:: WRITTEN INSTRUCTION ::
Extract each line of the records below that contains the string "like".

:: RECORDED INFORMATION ::
* * *

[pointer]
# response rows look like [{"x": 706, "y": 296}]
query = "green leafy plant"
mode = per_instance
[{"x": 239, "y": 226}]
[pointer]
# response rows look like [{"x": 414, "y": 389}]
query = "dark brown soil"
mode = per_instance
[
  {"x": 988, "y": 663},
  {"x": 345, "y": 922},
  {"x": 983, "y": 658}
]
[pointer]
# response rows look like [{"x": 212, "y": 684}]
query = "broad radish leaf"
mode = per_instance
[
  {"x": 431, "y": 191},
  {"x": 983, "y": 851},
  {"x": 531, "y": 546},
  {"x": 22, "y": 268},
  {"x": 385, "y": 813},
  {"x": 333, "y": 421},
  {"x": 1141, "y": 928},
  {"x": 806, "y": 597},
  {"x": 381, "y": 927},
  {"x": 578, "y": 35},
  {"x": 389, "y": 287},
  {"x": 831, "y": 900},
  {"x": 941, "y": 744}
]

* * *

:: OUTPUT OF THE TASK ::
# response rows look like [{"x": 706, "y": 296}]
# response rows look like [{"x": 414, "y": 389}]
# response rows look like [{"x": 212, "y": 684}]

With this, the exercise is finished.